EXERCISE TASK 1: In the blog excerpt on climate sensitivity, in what year did the authors first see what was going on with people estimating climate sensitivity?

TEXT EXCERPT:
Back to the future

Way back in the mists of time (ie, 2006), jules and I saw what was going on with people estimating climate sensitivity, and in particular how this literature was interpreted by the authors of the IPCC AR4. And we didn’t like it. We thought that any reasonable synthesis should consider the multiple lines of evidence in a coherent fashion in order to form a credible overall view. This resulted in the paper “Using multiple observationally‐based constraints to estimate climate sensitivity” described in this blog post (paper here), which people unfamiliar with the story might like to glance at before progressing further…

It’s fair to say that our intervention was not met by universal approval at the time, with the established researchers mostly finding excuses as to why our result might not be entirely trustworthy. Fine, do your own calculations, we said. And they didn’t.

EXCERPTED DATA:

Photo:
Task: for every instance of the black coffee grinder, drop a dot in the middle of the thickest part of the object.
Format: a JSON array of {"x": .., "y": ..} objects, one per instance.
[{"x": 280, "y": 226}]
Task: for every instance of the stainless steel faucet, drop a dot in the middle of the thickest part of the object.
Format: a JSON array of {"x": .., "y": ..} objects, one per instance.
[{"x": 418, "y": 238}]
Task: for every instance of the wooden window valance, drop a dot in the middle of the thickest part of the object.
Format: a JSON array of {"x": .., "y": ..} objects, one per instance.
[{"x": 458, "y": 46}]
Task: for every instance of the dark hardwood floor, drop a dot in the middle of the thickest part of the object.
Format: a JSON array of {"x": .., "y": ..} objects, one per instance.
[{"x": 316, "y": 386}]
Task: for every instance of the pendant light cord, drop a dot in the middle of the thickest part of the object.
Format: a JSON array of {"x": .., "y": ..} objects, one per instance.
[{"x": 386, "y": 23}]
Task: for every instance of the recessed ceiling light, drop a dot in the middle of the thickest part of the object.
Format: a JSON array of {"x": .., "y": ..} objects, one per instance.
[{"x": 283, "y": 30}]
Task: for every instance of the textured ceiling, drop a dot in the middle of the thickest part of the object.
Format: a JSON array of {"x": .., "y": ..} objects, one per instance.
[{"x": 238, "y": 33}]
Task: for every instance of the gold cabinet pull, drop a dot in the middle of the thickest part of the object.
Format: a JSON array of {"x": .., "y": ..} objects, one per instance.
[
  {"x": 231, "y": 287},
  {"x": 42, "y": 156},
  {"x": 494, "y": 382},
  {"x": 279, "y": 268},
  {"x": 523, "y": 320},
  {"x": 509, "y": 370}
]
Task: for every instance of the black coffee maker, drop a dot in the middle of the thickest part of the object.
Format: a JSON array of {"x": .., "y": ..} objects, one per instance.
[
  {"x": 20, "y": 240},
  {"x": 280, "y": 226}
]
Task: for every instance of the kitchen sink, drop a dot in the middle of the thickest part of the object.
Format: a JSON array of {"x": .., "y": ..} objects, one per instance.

EXERCISE TASK 2: Rewrite the entries, starting at the line that has "Task: for every instance of the textured" and continuing through the end of the entries, substituting "place" for every "drop" and leaving all else unchanged.

COMPLETE RESPONSE 1: 2006

COMPLETE RESPONSE 2:
Task: for every instance of the textured ceiling, place a dot in the middle of the thickest part of the object.
Format: a JSON array of {"x": .., "y": ..} objects, one per instance.
[{"x": 238, "y": 33}]
Task: for every instance of the gold cabinet pull, place a dot in the middle of the thickest part of the object.
Format: a JSON array of {"x": .., "y": ..} objects, one per instance.
[
  {"x": 231, "y": 287},
  {"x": 42, "y": 156},
  {"x": 494, "y": 382},
  {"x": 279, "y": 268},
  {"x": 523, "y": 320},
  {"x": 509, "y": 370}
]
Task: for every instance of the black coffee maker, place a dot in the middle of the thickest part of the object.
Format: a JSON array of {"x": .., "y": ..} objects, one per instance.
[
  {"x": 20, "y": 240},
  {"x": 280, "y": 226}
]
Task: for every instance of the kitchen sink, place a dot in the middle of the thickest part of the object.
Format: a JSON array of {"x": .., "y": ..} objects, one per instance.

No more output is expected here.